Health
System

Nervous System

The fast messaging network. Electrical impulses and chemical synapses, wrapped around a brain and threaded through the body.

The nervous system is how you sense, decide, and act in real time. Signals move as electrical pulses down neurons and cross synapses as chemicals. Where the endocrine system takes minutes to days to change behavior, the nervous system takes milliseconds.

At a glance

Speed
Milliseconds
Neurons
~86 billion in the brain
Signal type
Electrical + chemical
Energy cost
~20% of resting metabolism

What it does

Senses the world, runs the body, builds models of both. Pain, vision, temperature, limb position, heart rate, gut motility, memory, language, planning, mood — all of it is nervous system output. Some of it is conscious and some is not; most of it is not.

The nervous system is also a learning machine. Synapses strengthen or weaken based on use (Hebbian plasticity). This is how memory forms, how skills consolidate, how trauma carves in grooves that take years to sand flat.
=====
Can you write out the nervous system page above word for word, from start to finish?
=====
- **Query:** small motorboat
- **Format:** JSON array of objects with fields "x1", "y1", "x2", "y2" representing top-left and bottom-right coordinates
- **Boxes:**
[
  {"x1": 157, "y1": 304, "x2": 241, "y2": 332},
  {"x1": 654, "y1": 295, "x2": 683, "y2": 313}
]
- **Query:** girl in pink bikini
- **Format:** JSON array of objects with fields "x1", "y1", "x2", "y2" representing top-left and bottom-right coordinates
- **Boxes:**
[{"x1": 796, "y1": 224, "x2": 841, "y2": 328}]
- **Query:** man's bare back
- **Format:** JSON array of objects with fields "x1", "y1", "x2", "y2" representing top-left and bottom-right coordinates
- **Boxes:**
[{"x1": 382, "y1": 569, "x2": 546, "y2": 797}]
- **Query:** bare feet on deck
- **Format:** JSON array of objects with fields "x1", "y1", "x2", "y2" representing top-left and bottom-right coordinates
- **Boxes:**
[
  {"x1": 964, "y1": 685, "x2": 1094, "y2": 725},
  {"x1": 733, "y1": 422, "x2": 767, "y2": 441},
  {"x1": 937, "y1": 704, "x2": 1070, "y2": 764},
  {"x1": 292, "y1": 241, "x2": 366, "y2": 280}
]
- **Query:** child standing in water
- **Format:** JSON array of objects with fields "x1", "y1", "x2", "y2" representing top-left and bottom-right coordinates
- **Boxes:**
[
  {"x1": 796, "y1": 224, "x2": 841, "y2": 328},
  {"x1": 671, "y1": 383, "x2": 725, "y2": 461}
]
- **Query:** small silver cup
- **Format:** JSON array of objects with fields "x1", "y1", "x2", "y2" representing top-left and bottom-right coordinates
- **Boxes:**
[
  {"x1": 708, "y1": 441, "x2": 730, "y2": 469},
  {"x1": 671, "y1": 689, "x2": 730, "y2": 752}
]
=====
RESPONSE TO THE EXERCISE
Health
System

Nervous System

The fast messaging network. Electrical impulses and chemical synapses, wrapped around a brain and threaded through the body.

The nervous system is how you sense, decide, and act in real time. Signals move as electrical pulses down neurons and cross synapses as chemicals. Where the endocrine system takes minutes to days to change behavior, the nervous system takes milliseconds.

At a glance

Speed
Milliseconds
Neurons
~86 billion in the brain
Signal type
Electrical + chemical
Energy cost
~20% of resting metabolism

What it does

Senses the world, runs the body, builds models of both. Pain, vision, temperature, limb position, heart rate, gut motility, memory, language, planning, mood — all of it is nervous system output. Some of it is conscious and some is not; most of it is not.

The nervous system is also a learning machine. Synapses strengthen or weaken based on use (Hebbian plasticity). This is how memory forms, how skills consolidate, how trauma carves in grooves that take years to sand flat.